[start of SELECTED PASSAGE]

3

I am trying to extract conversations from a Postfix log file based on the client that initiated them. This is the awk script that extracts the matching message IDs:

awk '/client.host.name/ && !(/timeout/||/disconnect/) { sub(":","",$6);print $6}' maillog

This is using a standard Postfix maillog as input (see below for sample data). What I think I'd like to do is a multi-pass search of the file using the results of the first search, but I'm not sure if this is the right approach. Something similar to:

awk '/client.host.name/ && !(/timeout/||/disconnect/) {sub(":","",$6);msgid=$6} $0 ~ msgid {print $0}' maillog

But, naturally, this doesn't work as expected. I'm assuming I need to do one of the following things:

  1. Pipe the output from the first awk into a second awk or grep (not sure how to use piped input as a regex).

[end of SELECTED PASSAGE]
[start of RAW DATA]

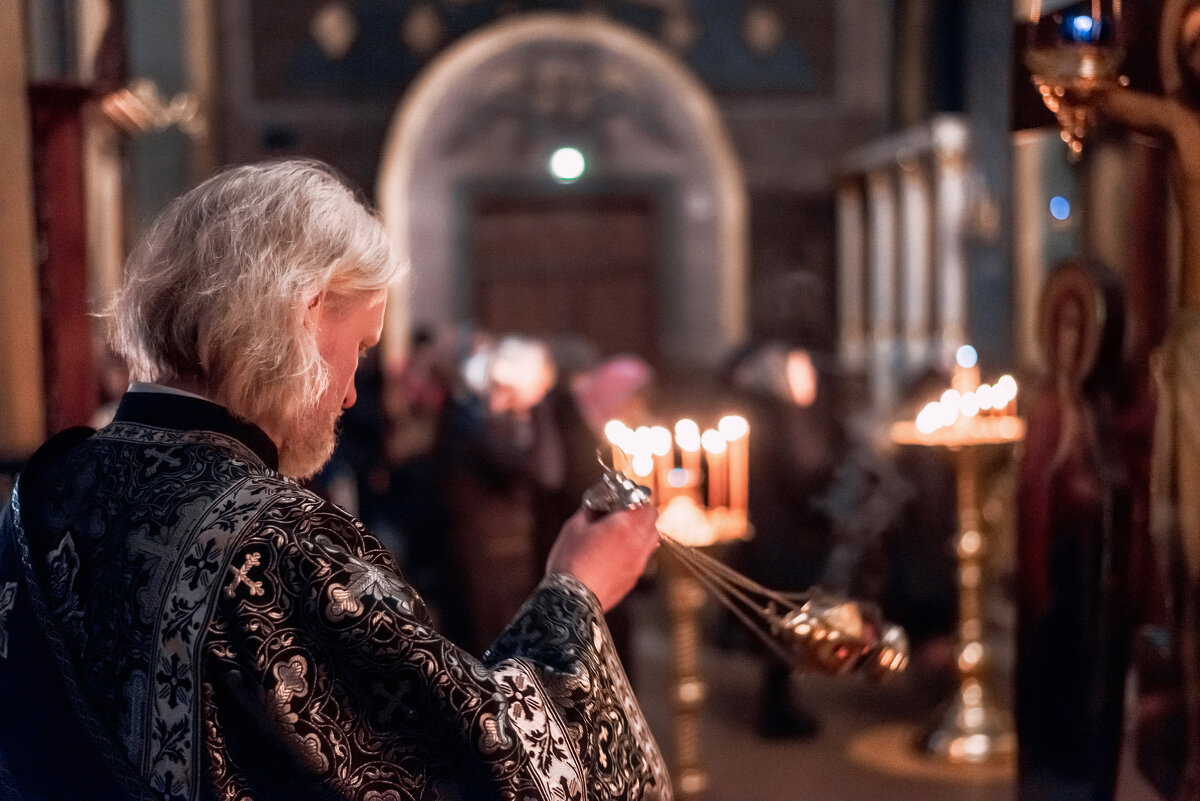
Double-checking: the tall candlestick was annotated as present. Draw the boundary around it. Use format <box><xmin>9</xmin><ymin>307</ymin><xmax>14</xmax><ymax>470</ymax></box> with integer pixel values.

[end of RAW DATA]

### REQUIRED ACTIONS
[1] Name every pattern enclosed in slashes in the first awk command of the Postfix log question.
[2] Continue the Postfix log question after its final sentence.

### ANSWERS TO THE EXERCISES
[1] client.host.name, timeout, disconnect

[2]
  2. Assign the first result set to an array and use the array as a search set. Something like:
    awk '/app02/ && !(/timeout/ || /connect/) { sub(":","",$6);msgid[$6]=$6; } END { for(x in msgid) { print x; } }' maillog
    I'm not sure how I'd proceed inside the for loop though. Is there a way in awk to "rewind" the file and then grab all lines that match any element within an array?
  3. Scrap the whole deal and try it using Perl.

So, for the awk gurus... is there any way to accomplish what I'm looking for using awk?

Sample data:

Jul 19 05:07:57 relay postfix/smtpd[5462]: C48F6CE83FA: client=client.dom.lcl[1.2.3.4]
Jul 19 05:07:57 relay postfix/cleanup[54]: C48F6CE83FA: message-id=<20100719100757.C48F6CE83FA@relay.dom.lcl>
Jul 19 05:07:57 relay postfix/qmgr[12345]: C48F6CE83FA: from=<root@dom.lcl>, size=69261, nrcpt=6 (queue active)
Jul 19 05:08:04 relay postfix/smtp[54205]: C48F6CE83FA: to=<recip1@example.org>, relay=in.example.org[12.23.34.5]:25, delay=0.7, delays=0.05/0/0.13/0.51, dsn=2.0.0, status=sent (250 ok: Message 200012345 accepted)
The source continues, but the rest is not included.